What is being asked: Scan the data, and whenever a line contains "foam", copy it.

Referring expression pointing data:
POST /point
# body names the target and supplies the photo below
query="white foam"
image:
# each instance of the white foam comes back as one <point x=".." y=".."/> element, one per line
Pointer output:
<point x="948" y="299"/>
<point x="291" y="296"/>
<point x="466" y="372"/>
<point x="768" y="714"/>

Exercise solution:
query="white foam"
# each instance of the white foam comes back as one <point x=".." y=".."/> element, one per line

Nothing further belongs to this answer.